- WORK REQUIRED
Copy out the entries exactly, from the first line to the last.
begin
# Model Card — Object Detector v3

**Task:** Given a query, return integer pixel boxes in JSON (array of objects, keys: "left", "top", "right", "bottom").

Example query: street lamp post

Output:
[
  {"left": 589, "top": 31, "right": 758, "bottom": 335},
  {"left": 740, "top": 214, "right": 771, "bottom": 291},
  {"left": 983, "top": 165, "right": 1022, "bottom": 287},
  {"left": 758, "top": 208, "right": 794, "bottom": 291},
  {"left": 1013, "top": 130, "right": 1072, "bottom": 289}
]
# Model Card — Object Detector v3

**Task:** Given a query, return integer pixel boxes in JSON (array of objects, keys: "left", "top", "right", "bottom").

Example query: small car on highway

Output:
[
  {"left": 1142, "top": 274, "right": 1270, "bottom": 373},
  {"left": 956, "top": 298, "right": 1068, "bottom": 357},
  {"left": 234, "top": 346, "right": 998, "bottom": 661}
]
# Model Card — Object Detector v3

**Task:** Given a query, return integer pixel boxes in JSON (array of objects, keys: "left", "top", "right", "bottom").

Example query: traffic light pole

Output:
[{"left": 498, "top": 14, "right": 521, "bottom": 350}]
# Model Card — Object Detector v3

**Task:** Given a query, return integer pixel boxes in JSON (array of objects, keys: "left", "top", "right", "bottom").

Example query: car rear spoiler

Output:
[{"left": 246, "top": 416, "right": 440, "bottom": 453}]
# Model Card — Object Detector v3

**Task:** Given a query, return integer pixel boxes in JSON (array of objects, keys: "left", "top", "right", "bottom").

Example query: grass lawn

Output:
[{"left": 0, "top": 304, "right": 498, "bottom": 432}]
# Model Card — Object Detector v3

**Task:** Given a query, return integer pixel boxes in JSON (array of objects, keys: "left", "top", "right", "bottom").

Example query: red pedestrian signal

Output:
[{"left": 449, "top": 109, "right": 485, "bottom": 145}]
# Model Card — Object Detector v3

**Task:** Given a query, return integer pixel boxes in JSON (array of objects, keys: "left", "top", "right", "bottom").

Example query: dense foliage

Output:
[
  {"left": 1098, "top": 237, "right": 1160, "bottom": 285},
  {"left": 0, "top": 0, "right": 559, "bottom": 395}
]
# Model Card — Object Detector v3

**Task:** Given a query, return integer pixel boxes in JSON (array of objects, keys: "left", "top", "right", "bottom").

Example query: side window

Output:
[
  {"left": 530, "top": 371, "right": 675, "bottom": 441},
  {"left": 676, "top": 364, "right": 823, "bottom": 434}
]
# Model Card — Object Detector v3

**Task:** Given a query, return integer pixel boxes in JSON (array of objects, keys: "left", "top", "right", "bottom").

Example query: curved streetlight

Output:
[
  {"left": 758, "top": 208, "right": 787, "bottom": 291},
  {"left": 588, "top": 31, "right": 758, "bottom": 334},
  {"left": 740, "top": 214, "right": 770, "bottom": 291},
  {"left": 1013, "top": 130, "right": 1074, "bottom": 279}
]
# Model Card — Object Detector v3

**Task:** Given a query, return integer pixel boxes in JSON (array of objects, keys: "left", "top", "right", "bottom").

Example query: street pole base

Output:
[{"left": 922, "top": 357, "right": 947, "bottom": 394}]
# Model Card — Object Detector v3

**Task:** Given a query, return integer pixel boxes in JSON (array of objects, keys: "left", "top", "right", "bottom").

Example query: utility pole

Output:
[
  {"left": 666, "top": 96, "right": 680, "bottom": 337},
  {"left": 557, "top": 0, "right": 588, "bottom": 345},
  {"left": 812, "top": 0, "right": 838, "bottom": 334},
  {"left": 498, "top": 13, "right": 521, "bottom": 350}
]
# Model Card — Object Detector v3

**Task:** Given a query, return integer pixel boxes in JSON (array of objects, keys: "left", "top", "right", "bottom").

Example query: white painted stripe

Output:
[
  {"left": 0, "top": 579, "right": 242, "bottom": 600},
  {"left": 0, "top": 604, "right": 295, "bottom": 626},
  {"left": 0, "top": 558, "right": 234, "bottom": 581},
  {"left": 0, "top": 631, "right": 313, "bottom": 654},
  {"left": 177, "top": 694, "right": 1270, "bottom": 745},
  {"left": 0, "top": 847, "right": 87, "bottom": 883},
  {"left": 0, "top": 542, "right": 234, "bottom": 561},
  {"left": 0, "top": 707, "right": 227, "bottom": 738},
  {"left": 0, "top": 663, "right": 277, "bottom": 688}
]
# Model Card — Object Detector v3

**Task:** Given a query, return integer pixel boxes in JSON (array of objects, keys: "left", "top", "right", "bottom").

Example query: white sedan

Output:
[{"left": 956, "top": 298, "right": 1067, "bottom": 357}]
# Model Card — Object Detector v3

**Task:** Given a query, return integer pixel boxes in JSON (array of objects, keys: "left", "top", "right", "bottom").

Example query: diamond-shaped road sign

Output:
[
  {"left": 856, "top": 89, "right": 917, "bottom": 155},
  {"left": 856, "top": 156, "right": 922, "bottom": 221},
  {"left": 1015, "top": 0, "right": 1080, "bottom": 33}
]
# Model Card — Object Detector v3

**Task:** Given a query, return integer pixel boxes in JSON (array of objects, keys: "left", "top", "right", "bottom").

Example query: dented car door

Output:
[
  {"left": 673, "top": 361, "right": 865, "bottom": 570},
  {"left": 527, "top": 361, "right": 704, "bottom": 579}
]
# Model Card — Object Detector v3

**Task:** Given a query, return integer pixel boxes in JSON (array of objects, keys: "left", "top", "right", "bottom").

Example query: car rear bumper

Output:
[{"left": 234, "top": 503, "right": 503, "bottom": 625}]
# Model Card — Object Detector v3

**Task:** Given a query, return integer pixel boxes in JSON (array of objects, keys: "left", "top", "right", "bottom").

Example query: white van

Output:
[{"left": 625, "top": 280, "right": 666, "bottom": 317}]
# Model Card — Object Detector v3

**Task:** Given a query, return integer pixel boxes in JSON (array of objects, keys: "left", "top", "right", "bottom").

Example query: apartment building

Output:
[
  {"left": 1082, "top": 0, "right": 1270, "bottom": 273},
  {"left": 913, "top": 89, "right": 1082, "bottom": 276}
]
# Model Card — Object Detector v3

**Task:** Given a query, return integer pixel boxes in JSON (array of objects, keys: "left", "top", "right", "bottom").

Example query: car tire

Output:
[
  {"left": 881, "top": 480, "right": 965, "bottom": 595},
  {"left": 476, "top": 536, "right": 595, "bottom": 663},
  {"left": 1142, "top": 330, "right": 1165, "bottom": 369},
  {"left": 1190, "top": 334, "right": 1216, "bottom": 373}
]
end
- FINAL RESULT
# Model Card — Object Detector v3

**Task:** Given a query, return integer pixel boxes in JSON (array of objects, keys: "left", "top", "right", "bottom").

Example query: street lamp post

Output:
[
  {"left": 589, "top": 31, "right": 758, "bottom": 335},
  {"left": 740, "top": 214, "right": 771, "bottom": 291},
  {"left": 983, "top": 165, "right": 1022, "bottom": 287},
  {"left": 758, "top": 208, "right": 794, "bottom": 291},
  {"left": 1013, "top": 130, "right": 1072, "bottom": 289}
]
# Model Card — Object Detector v3

**Task:** Given a query, return integer pixel boxes in JSON (array of objects, keys: "left", "top", "right", "bottom").

Example query: small car on highway

Output:
[
  {"left": 1142, "top": 274, "right": 1270, "bottom": 373},
  {"left": 956, "top": 298, "right": 1068, "bottom": 357},
  {"left": 234, "top": 346, "right": 998, "bottom": 661}
]
# Model Card — Object Detector v3

**Task:** Given a query, return integer pixel boxes in JSON (array of objects, keys: "left", "top", "right", "bottom").

Example query: traffic light pole

Output:
[{"left": 498, "top": 14, "right": 521, "bottom": 350}]
# Model Card — Object Detector v3

**Task:** Given a query, return integer pixel boxes in JSON (array of objects, keys: "left", "top", "right", "bottom").

Example query: car rear spoiler

Output:
[{"left": 246, "top": 416, "right": 440, "bottom": 453}]
# Model Card — Object Detector v3

**Task:** Given a query, return integer pixel boxes in JSON (array of objects, keys: "left", "top", "right", "bottom").

Example query: grass lawn

Output:
[{"left": 0, "top": 304, "right": 498, "bottom": 432}]
# Model Card — Object Detector v3

**Task:** Given a query, return integer pixel boxes in JSON (array of objects, keys: "left", "top", "right", "bottom").

Example query: red pedestrian signal

Output:
[{"left": 449, "top": 109, "right": 485, "bottom": 145}]
# Model Card — Object Detector v3

**Task:** Given a query, return integer pixel boxes in JSON (array of objects, keys: "left", "top", "right", "bottom").

Example query: dense foliage

Output:
[
  {"left": 1098, "top": 237, "right": 1160, "bottom": 285},
  {"left": 0, "top": 0, "right": 559, "bottom": 395}
]
# Model Card — Object Detector v3

**Task:** Given a query, return integer pixel boxes in JSON (array of objects, keys: "left", "top", "right", "bottom").

Example query: side window

Output:
[
  {"left": 530, "top": 371, "right": 675, "bottom": 441},
  {"left": 676, "top": 364, "right": 823, "bottom": 434}
]
# Model Card — Object Detector v3

**Task:** Given a query, return integer pixel boxes in JSON (array of objects, keys: "left", "top", "right", "bottom").

Example query: curved streetlight

Output:
[
  {"left": 758, "top": 208, "right": 787, "bottom": 291},
  {"left": 588, "top": 31, "right": 758, "bottom": 334},
  {"left": 740, "top": 214, "right": 770, "bottom": 291},
  {"left": 1013, "top": 130, "right": 1074, "bottom": 279}
]
# Model Card — Object Detector v3

**Task:** Given a query, return integer pixel boxes in JSON (array of objects, keys: "left", "top", "right", "bottom").

Example query: street pole base

Output:
[{"left": 922, "top": 357, "right": 947, "bottom": 394}]
# Model Card — Object Detector v3

**Task:** Given a query, return integer pixel boxes in JSON (array of objects, keys: "left", "top", "right", "bottom").

Example query: utility pole

Output:
[
  {"left": 666, "top": 96, "right": 680, "bottom": 337},
  {"left": 557, "top": 0, "right": 588, "bottom": 345},
  {"left": 812, "top": 0, "right": 838, "bottom": 334},
  {"left": 498, "top": 13, "right": 521, "bottom": 350}
]
# Model Card — Object Detector v3

**Task:** Given a query, return integer pixel boxes in JSON (array of objects, keys: "left", "top", "right", "bottom").

Example query: white painted stripe

Output:
[
  {"left": 0, "top": 579, "right": 242, "bottom": 600},
  {"left": 0, "top": 604, "right": 295, "bottom": 626},
  {"left": 0, "top": 558, "right": 234, "bottom": 581},
  {"left": 0, "top": 631, "right": 313, "bottom": 654},
  {"left": 177, "top": 694, "right": 1270, "bottom": 745},
  {"left": 0, "top": 847, "right": 87, "bottom": 883},
  {"left": 0, "top": 542, "right": 234, "bottom": 561},
  {"left": 0, "top": 707, "right": 227, "bottom": 738},
  {"left": 0, "top": 663, "right": 277, "bottom": 688}
]
# Model Card — Object Detector v3

**Task:** Given a query, return integer pixel boxes in JSON (array of objects, keys: "left", "top", "right", "bottom").

Example query: white sedan

Output:
[{"left": 956, "top": 298, "right": 1067, "bottom": 357}]
# Model Card — Object Detector v3

**Task:** Given a query, return integer pixel boxes in JSON (array of objects, keys: "left", "top", "right", "bottom").

Example query: diamond-shaped road sign

Output:
[
  {"left": 856, "top": 89, "right": 917, "bottom": 155},
  {"left": 856, "top": 156, "right": 922, "bottom": 221},
  {"left": 1015, "top": 0, "right": 1080, "bottom": 33}
]
# Model Card — Object Detector v3

**Task:** Given a query, return integer pixel boxes in JSON (array of objects, keys: "left", "top", "right", "bottom").

Example query: dented car door

Output:
[
  {"left": 673, "top": 361, "right": 865, "bottom": 570},
  {"left": 527, "top": 361, "right": 704, "bottom": 579}
]
# Model Card — Object Detector v3

**Task:** Given a query, return integer pixel boxes in JSON (array of objects, keys: "left", "top", "right", "bottom").

Example query: car rear bumper

Output:
[{"left": 234, "top": 503, "right": 503, "bottom": 625}]
# Model Card — Object Detector v3

**Task:** Given a query, return integer pixel boxes in JSON (array of objects, keys: "left", "top", "right", "bottom").

Example query: white van

Output:
[{"left": 625, "top": 280, "right": 666, "bottom": 317}]
# Model Card — Object Detector v3

**Task:** Given a query, return integer pixel boxes in JSON (array of objects, keys: "left", "top", "right", "bottom").

Example query: apartment building

Output:
[
  {"left": 1082, "top": 0, "right": 1270, "bottom": 273},
  {"left": 913, "top": 89, "right": 1082, "bottom": 276}
]
# Model Card — Object Detector v3

**Task:** Given a query, return integer pixel boxes in JSON (array of objects, keys: "left", "top", "right", "bottom").

Example query: car tire

Output:
[
  {"left": 881, "top": 480, "right": 965, "bottom": 595},
  {"left": 476, "top": 536, "right": 595, "bottom": 663},
  {"left": 1142, "top": 330, "right": 1165, "bottom": 369},
  {"left": 1190, "top": 334, "right": 1216, "bottom": 373}
]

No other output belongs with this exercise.